→ Text block
====

# Anyone heard of balur or hemag oil?



## Tony Torre (Oct 10, 2006)

Balur oil I believe comes from the Cimande village in Indonesia and is used by Silat practitioners much like dit da jao is used by Kung Fu practitioners.  Hemag oil comes from the hemag(himag) tree in the Filipines and is used similarly by Kali practitioners.  Does anyone have any more information on these oils? Particularly sources for purchase.

Tony Torre
Miami Arnis Group
www.miamiarnisgroup.com


----------



## lhommedieu (Oct 16, 2006)

Tony,

Hemag is used by Leo Gaje's Pekti Tirsia Global Organization in the Philippines, according to a thread on www.fmaforum.com - but there was not a lot of information given.

It does not show up on this website (it gives a very comprehensive list of Filipino herbal plants), but I bet that if you contacted them, they would be interested in following up. 

FWIW, you _can_ mix Chinese Die Da Jieu's with olive or seseme oil if you want to change the medium from alcohol-based to oil-based.  This is sometimes helpful if you are massaging large areas of muscle tissue.

Best,

Steve Lamade


----------



## Tony Torre (Oct 17, 2006)

Thanx Steve

TonyTorre
Miami Arnis Group
www.miamiarnisgroup.com


----------



## ksmaguro (Nov 16, 2006)

Greetings-
If you are still looking for Balur, I have some to offer.
Jay


----------



## David Weatherly (Dec 17, 2008)

ksmaguro said:


> Greetings-
> If you are still looking for Balur, I have some to offer.
> Jay


 

I know it's an old post, but if you still have Balur available, please drop me an email.

David


----------



## tellner (Dec 18, 2008)

I've got some balur left. PM me for quantity and price if Jay doesn't have any.

We're both using Mushtaq's recipe under license and have agreed to uniform price and quality so that everything stays friendly.

Todd


----------



## theholders (Jan 20, 2016)

The Hemag Oil is consist of a coconut oil soak into a hemag tree for days. The coconut oil has to be a brown coconut falling itself from the tree & make an oil out of it then soak to the hemag tree.


----------



## naturalexample (Aug 31, 2016)

himag oil is made by mananambals and available here in the visayas. according to most people it is mahal (bery expinsive).


----------

====

→ Given material
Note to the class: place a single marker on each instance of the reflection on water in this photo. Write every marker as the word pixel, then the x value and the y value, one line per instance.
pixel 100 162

====

→ Given request
In the forum thread about balur and hemag oil, write out the stretch from "Hemag is used" through "in following up." again, swapping "comprehensive" for "complete".

→ Answer to this problem
Hemag is used by Leo Gaje's Pekti Tirsia Global Organization in the Philippines, according to a thread on www.fmaforum.com - but there was not a lot of information given.

It does not show up on this website (it gives a very complete list of Filipino herbal plants), but I bet that if you contacted them, they would be interested in following up.